§ **Excerpt**:
Most foreigners living in Fiji don’t move to the island nation for career opportunities, but rather to retire. Still, more and more expats are beginning to see the potential that lies in the burgeoning Pacific economy. Thanks to the availability of an investment permit, it's fairly easy for expats to set up their own businesses, assuming they have the means to do so. For expats on the job hunt, however, it remains difficult to acquire the necessary work permit to take up employment in Fiji.
Job market in Fiji
Agriculture and tourism are the archipelago's strongest industries. However, both are vulnerable to disruption by Fiji's cyclones which can hamper growth somewhat. In addition, the tourism sector has suffered in the past due to the country's unstable political situation. Still, Fiji's economy continues to grow and has the distinction of being one of the most developed Pacific Island economies.
Fiji is rich with forest, mineral and fish resources. Though agriculture accounts for less than 20 percent of the country's GDP, the industry employs 70 percent of the Fijian workforce. Coconut, ginger and sugar are the main cash crops in Fiji.
Naturally, as Fiji is a popular tourist destination, tourism and hospitality are important industries and employ large numbers of people. Many expats are capitalising on the growth in tourism to set up guest houses, restaurants and other businesses targeted at holidaymakers.
Finding a job in Fiji
It is very difficult to find a job from within the country, so expats should start the process as soon as possible prior to relocating. Recruitment agencies can help with the search, otherwise there are online job portals that advertise the various opportunities available.

§ **Entries provided**:

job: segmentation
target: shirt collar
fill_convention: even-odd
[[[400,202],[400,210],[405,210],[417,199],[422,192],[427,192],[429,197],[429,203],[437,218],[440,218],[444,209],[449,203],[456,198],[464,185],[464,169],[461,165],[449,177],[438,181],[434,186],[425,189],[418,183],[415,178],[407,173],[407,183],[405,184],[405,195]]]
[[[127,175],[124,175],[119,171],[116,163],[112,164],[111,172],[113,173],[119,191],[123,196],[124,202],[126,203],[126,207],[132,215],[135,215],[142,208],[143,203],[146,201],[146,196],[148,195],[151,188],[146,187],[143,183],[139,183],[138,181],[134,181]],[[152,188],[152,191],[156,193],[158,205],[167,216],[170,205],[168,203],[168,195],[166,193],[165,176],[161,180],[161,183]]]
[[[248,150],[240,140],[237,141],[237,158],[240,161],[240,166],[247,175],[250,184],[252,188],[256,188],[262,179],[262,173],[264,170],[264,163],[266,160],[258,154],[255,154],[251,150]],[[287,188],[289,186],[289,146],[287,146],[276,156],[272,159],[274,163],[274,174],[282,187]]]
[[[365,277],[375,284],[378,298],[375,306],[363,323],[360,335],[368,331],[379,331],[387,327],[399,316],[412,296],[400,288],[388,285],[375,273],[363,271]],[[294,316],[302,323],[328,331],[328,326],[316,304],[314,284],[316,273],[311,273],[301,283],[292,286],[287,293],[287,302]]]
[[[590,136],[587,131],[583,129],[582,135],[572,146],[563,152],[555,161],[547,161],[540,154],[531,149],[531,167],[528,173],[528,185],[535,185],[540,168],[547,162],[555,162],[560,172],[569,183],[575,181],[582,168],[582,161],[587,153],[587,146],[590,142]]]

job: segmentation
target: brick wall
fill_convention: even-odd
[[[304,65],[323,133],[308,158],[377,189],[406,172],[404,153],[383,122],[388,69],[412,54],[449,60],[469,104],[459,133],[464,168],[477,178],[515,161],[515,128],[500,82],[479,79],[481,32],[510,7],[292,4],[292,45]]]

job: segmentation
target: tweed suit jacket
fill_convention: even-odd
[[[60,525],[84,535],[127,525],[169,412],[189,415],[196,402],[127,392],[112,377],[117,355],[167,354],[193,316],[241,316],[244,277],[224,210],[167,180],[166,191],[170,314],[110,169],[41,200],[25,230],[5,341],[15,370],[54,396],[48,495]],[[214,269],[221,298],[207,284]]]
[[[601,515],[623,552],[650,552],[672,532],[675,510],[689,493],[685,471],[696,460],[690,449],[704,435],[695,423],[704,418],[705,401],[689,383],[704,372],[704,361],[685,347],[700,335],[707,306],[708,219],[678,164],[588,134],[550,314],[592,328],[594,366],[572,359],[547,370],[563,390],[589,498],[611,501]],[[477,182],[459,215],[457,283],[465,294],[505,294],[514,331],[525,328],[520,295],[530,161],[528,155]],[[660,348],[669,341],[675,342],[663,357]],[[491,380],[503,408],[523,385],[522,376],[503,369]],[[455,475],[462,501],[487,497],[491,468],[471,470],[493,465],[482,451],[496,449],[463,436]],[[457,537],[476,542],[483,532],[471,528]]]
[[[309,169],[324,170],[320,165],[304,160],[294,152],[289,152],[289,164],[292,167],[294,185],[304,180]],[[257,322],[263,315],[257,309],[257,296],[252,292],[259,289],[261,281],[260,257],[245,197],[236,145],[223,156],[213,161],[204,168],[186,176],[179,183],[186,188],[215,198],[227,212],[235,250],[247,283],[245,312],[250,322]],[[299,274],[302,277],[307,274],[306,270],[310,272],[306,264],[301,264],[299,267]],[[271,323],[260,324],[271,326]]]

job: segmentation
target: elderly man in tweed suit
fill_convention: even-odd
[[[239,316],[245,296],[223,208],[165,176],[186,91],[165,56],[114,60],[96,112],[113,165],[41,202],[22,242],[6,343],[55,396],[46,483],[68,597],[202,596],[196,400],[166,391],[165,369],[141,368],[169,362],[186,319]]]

§ **Activity**: Repeat the text on working in Fiji starting with "Naturally, as Fiji" and going on through "targeted at holidaymakers.", switching "guest houses" to "lodges".

§ **Your response**:
Naturally, as Fiji is a popular tourist destination, tourism and hospitality are important industries and employ large numbers of people. Many expats are capitalising on the growth in tourism to set up lodges, restaurants and other businesses targeted at holidaymakers.